Document section:
* * * * *
Roisín de Rossa examines the biggest regeneration project in the history of the 26 County state

     
The project is formidable. ``We're not just building houses - we're creating a viable new town''
Imagine! The City on the Hill, which has dominated the skyline of Dublin, and the statistics of poverty for over 30 years, is razed to the ground. And a brand new city rehousing 18,000 people, in tree-lined boulevards, state of the art housing, in five separate towns, each with their community resources and neighbourhood centres, and shops and jobs nearby, replaces it.
But what is more, and what makes Ballymun Regeneration the most exciting and radical project in the history of the state's urban development is that the planners for once are committed to consulting with people themselves.

There have been public meetings and peoples' representatives have been elected to a forum for each new town, to consult with the architects and planners about what housing people want, how the estates are to be run, what shape they want for their new town, its facilities, for their lives.

Imagine the young people who have been unemployed since leaving school, designing and building their own houses, sports, recreation facilities, landscaping their lives and selecting the training courses needed for skilled jobs, for administering their own plans and projects Is it a dream?
* * * * *
Provided information:
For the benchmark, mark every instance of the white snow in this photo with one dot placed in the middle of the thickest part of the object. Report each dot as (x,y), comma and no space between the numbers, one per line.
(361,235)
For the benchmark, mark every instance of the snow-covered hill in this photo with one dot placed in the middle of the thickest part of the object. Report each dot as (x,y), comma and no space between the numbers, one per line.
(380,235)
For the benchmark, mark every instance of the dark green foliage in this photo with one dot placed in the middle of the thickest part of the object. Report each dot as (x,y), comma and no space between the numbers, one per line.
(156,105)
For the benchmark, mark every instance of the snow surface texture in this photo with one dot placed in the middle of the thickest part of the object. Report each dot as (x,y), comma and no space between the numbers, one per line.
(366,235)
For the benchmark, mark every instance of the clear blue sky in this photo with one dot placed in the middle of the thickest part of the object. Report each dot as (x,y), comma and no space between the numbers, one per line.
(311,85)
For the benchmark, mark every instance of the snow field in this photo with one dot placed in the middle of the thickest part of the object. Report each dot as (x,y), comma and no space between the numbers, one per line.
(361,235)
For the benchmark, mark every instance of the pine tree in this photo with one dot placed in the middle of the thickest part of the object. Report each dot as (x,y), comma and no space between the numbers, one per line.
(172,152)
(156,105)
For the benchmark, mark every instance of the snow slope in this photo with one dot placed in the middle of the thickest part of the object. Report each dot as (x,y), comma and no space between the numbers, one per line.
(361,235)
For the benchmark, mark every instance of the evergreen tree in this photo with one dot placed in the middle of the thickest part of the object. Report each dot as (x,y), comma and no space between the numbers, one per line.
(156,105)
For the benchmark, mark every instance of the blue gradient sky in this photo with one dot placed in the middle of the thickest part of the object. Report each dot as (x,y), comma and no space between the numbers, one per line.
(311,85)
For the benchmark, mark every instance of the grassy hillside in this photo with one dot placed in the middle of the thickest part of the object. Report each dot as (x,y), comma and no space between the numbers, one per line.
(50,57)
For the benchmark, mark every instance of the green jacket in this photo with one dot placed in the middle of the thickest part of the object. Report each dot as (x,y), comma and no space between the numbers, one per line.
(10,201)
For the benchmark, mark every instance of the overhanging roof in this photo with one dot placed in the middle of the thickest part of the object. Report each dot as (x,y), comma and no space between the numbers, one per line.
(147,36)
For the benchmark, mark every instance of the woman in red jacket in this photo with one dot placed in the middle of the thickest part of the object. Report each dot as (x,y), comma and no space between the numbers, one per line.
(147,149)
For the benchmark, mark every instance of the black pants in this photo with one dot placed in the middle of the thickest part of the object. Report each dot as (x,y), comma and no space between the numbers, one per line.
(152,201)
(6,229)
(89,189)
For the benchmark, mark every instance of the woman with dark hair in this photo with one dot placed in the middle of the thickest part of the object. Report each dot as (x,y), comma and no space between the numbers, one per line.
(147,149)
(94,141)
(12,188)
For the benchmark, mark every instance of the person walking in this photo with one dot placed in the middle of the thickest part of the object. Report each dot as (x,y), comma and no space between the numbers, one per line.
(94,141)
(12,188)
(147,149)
* * * * *
Problem 1: Please write out the part of the Ballymun Regeneration article between "But what is" and "it a dream?", inclusive.
Problem 2: In the Ballymun Regeneration article, how many people will the new city rehouse?

Exercise answer 1:
But what is more, and what makes Ballymun Regeneration the most exciting and radical project in the history of the state's urban development is that the planners for once are committed to consulting with people themselves.

There have been public meetings and peoples' representatives have been elected to a forum for each new town, to consult with the architects and planners about what housing people want, how the estates are to be run, what shape they want for their new town, its facilities, for their lives.

Imagine the young people who have been unemployed since leaving school, designing and building their own houses, sports, recreation facilities, landscaping their lives and selecting the training courses needed for skilled jobs, for administering their own plans and projects Is it a dream?

Exercise answer 2: 18,000 people.